Task description>
The number of lines holding "wheel" is all you should give; count them in the records below.

Images for object localization>
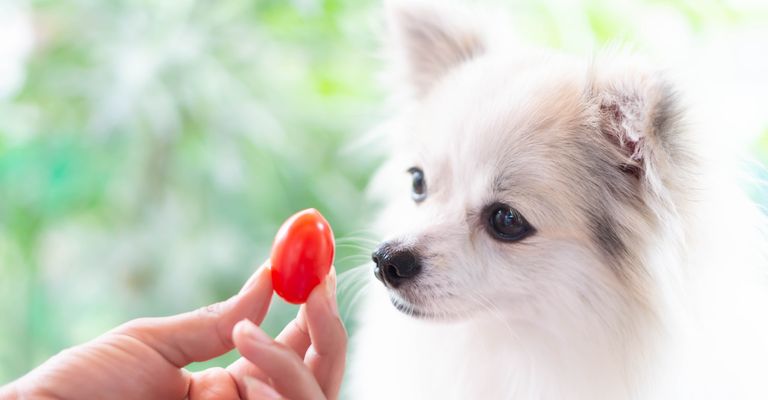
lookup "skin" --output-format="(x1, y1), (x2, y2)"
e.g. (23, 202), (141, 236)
(0, 261), (347, 400)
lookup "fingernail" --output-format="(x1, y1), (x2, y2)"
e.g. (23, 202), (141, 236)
(236, 319), (272, 344)
(325, 267), (339, 317)
(244, 376), (281, 400)
(239, 260), (271, 294)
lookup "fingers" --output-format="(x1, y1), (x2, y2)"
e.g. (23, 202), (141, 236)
(229, 267), (346, 400)
(188, 367), (239, 400)
(302, 268), (347, 400)
(114, 261), (274, 367)
(228, 311), (311, 396)
(225, 357), (267, 396)
(233, 319), (325, 400)
(243, 376), (282, 400)
(276, 309), (311, 356)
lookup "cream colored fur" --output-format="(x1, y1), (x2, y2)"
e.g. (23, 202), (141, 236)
(348, 2), (768, 399)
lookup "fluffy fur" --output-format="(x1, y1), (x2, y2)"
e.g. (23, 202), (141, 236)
(348, 2), (768, 399)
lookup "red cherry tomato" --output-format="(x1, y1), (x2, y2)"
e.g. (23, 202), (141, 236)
(270, 208), (335, 304)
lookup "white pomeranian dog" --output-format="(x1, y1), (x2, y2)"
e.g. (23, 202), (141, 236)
(348, 2), (768, 399)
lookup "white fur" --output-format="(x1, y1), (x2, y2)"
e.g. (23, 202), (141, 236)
(348, 2), (768, 399)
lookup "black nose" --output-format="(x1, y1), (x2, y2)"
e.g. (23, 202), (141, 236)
(371, 244), (422, 288)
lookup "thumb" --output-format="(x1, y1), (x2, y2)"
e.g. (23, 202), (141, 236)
(113, 261), (274, 367)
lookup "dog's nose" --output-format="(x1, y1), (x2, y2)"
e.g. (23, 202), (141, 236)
(371, 244), (422, 288)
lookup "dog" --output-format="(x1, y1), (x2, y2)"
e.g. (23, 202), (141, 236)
(347, 2), (768, 399)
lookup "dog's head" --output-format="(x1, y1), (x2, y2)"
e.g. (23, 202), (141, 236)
(370, 2), (690, 327)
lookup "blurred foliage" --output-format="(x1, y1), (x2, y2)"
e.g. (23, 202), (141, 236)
(0, 0), (384, 379)
(1, 0), (767, 387)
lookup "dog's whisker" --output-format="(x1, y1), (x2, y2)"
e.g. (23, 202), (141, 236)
(470, 292), (520, 386)
(335, 255), (373, 265)
(337, 266), (372, 300)
(335, 233), (380, 244)
(335, 237), (379, 245)
(335, 243), (376, 253)
(340, 279), (373, 323)
(337, 265), (370, 285)
(335, 235), (377, 240)
(336, 228), (379, 236)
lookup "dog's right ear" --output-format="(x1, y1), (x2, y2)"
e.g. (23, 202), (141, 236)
(385, 1), (487, 99)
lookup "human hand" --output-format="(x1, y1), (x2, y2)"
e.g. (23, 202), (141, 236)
(0, 262), (346, 400)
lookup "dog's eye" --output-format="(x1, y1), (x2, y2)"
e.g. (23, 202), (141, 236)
(408, 167), (427, 202)
(486, 203), (533, 242)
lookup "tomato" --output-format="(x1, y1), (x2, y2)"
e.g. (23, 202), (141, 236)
(270, 208), (335, 304)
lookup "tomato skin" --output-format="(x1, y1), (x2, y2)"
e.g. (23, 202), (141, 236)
(270, 209), (335, 304)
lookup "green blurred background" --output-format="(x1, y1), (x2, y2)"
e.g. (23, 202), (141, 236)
(1, 0), (767, 386)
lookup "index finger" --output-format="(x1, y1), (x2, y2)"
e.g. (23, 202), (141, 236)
(114, 261), (274, 367)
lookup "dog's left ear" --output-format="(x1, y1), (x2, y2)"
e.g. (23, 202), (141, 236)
(385, 1), (487, 99)
(590, 67), (683, 183)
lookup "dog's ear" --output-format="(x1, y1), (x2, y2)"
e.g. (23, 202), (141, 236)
(590, 65), (683, 185)
(386, 1), (487, 98)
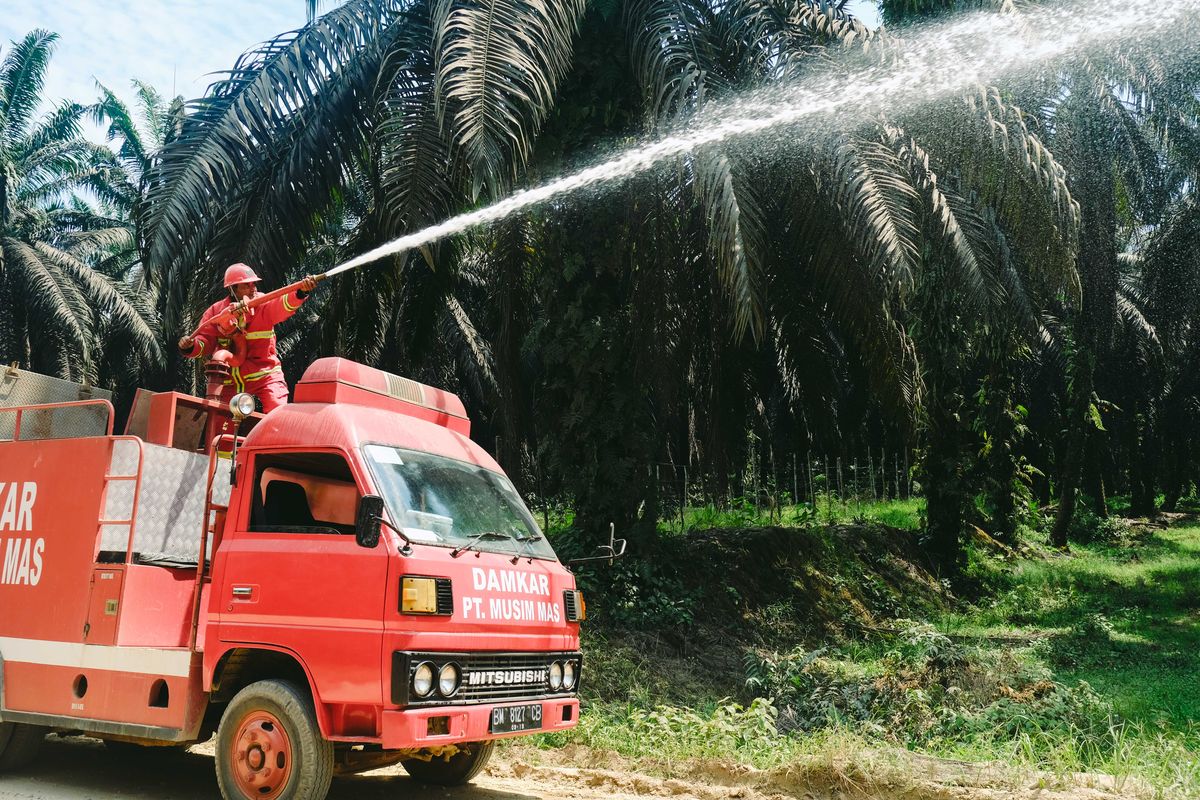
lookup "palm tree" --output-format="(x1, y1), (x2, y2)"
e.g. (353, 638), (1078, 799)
(142, 0), (1080, 560)
(0, 30), (160, 383)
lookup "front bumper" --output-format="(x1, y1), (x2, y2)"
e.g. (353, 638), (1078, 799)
(380, 697), (580, 749)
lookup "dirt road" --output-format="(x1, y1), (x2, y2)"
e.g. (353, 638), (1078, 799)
(0, 736), (1149, 800)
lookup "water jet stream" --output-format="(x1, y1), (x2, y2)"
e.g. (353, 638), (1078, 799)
(323, 0), (1199, 279)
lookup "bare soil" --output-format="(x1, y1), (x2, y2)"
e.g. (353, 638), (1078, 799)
(0, 736), (1149, 800)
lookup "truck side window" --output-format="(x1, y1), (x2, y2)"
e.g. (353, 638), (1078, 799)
(248, 452), (360, 535)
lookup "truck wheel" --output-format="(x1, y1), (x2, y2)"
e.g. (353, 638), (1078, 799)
(214, 680), (333, 800)
(0, 722), (47, 771)
(401, 740), (495, 786)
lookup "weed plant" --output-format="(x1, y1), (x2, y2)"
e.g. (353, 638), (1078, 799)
(537, 517), (1200, 797)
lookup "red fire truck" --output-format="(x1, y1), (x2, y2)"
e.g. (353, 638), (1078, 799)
(0, 358), (607, 800)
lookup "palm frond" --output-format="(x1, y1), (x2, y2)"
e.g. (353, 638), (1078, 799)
(626, 0), (726, 124)
(442, 292), (498, 401)
(33, 241), (162, 363)
(829, 135), (921, 298)
(3, 237), (91, 365)
(432, 0), (586, 195)
(1, 29), (58, 141)
(886, 125), (1001, 314)
(376, 21), (457, 238)
(692, 150), (767, 341)
(143, 0), (404, 283)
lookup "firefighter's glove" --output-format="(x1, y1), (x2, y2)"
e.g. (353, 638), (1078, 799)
(297, 274), (320, 297)
(178, 335), (195, 353)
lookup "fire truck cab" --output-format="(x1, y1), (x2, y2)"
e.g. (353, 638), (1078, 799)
(0, 358), (584, 800)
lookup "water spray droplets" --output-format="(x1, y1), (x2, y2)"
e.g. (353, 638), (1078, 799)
(324, 0), (1200, 279)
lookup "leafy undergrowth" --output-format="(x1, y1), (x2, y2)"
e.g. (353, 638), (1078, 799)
(562, 517), (948, 637)
(538, 514), (1200, 798)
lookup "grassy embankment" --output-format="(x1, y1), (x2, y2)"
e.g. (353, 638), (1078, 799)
(533, 502), (1200, 797)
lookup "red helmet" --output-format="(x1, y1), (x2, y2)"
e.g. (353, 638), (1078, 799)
(223, 263), (262, 288)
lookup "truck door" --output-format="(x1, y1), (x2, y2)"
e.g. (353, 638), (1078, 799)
(216, 450), (388, 707)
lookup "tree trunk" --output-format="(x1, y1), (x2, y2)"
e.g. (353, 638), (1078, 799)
(1052, 98), (1117, 548)
(1129, 410), (1157, 516)
(1085, 435), (1108, 518)
(922, 399), (966, 572)
(1052, 351), (1093, 548)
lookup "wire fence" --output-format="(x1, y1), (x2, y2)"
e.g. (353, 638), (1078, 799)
(646, 450), (918, 531)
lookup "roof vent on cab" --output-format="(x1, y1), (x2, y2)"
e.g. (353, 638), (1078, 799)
(293, 358), (469, 435)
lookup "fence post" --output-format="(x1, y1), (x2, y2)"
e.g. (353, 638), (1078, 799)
(892, 451), (899, 501)
(853, 456), (860, 518)
(792, 454), (798, 516)
(869, 451), (877, 501)
(837, 457), (845, 515)
(807, 454), (815, 510)
(824, 456), (832, 521)
(681, 465), (687, 533)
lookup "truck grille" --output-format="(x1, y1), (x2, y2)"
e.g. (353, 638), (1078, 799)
(436, 580), (454, 615)
(392, 651), (581, 706)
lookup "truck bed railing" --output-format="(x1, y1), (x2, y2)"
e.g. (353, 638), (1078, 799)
(190, 433), (242, 650)
(101, 436), (145, 565)
(0, 398), (114, 441)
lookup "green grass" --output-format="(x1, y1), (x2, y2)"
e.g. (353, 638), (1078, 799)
(538, 517), (1200, 797)
(940, 525), (1200, 794)
(669, 496), (924, 532)
(947, 527), (1200, 727)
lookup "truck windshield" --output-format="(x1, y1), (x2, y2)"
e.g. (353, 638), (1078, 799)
(362, 445), (555, 559)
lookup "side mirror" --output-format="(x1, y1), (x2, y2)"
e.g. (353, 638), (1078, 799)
(356, 494), (384, 549)
(568, 522), (628, 568)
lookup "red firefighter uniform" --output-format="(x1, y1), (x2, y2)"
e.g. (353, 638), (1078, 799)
(183, 287), (308, 412)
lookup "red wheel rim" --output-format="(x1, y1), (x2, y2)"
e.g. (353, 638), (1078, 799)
(230, 711), (292, 799)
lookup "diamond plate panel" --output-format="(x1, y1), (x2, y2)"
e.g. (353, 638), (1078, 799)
(0, 368), (112, 440)
(109, 439), (141, 477)
(132, 445), (211, 564)
(211, 459), (233, 507)
(0, 367), (112, 407)
(102, 481), (136, 525)
(99, 524), (130, 553)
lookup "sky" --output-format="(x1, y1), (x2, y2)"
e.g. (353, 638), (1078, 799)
(0, 0), (311, 119)
(1, 0), (882, 136)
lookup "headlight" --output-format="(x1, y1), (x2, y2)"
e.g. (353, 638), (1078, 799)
(229, 392), (256, 419)
(438, 662), (460, 697)
(412, 661), (435, 697)
(562, 660), (576, 690)
(548, 661), (563, 691)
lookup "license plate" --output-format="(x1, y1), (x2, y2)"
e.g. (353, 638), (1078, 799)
(489, 703), (543, 734)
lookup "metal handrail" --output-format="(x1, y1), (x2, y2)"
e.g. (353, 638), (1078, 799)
(190, 433), (243, 650)
(0, 398), (115, 440)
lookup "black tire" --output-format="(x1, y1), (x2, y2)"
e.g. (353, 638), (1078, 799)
(214, 680), (333, 800)
(401, 740), (495, 786)
(0, 722), (47, 771)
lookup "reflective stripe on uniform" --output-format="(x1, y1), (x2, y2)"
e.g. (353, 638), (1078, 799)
(244, 330), (275, 340)
(231, 366), (246, 392)
(282, 292), (301, 312)
(241, 366), (281, 383)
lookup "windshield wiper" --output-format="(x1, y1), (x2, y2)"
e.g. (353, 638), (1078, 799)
(509, 534), (544, 565)
(450, 530), (513, 558)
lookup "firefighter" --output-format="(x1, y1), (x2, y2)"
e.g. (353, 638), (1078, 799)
(177, 263), (320, 412)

Expected answer>
2